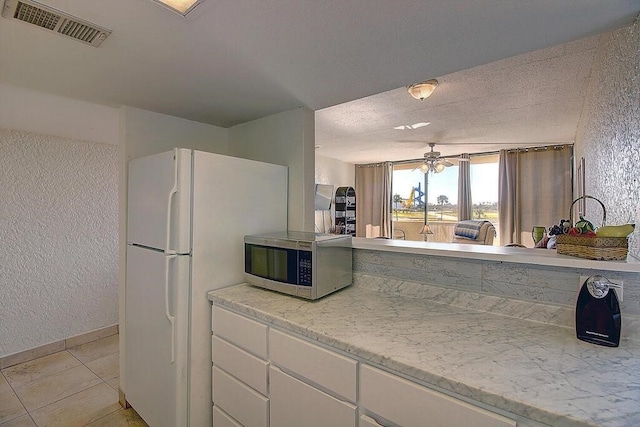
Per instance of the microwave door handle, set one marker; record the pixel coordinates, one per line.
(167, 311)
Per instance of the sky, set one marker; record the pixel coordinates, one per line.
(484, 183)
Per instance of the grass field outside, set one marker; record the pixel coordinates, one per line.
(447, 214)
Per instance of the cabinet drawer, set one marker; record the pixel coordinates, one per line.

----------

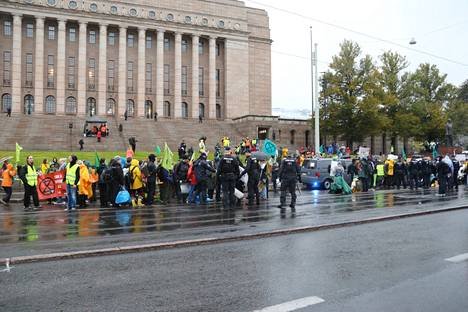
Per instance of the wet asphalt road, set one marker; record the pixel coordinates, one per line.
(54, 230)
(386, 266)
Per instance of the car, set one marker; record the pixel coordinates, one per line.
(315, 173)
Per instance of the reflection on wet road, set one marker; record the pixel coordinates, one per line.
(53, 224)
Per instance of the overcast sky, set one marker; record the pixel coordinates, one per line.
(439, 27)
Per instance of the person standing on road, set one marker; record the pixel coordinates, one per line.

----------

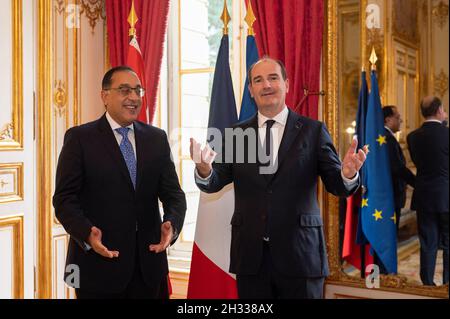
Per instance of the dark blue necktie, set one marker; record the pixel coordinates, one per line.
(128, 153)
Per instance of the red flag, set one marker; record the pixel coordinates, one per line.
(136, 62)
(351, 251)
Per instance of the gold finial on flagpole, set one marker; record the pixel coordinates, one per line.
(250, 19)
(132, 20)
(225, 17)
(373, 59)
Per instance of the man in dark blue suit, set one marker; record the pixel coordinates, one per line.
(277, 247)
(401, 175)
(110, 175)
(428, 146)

----------

*WHAT YOU HAVE TO DO*.
Return every line of the data above that contains the string "blue", copying each line in full. Treat case as significant when matching.

*OUTPUT FOR THIS EXERCISE*.
Per instance of the dark blue necktie, set one marker; record the pixel coordinates, one per line.
Per instance of the man in dark blue suit, set one marker; record the pixel coordinates, one per line.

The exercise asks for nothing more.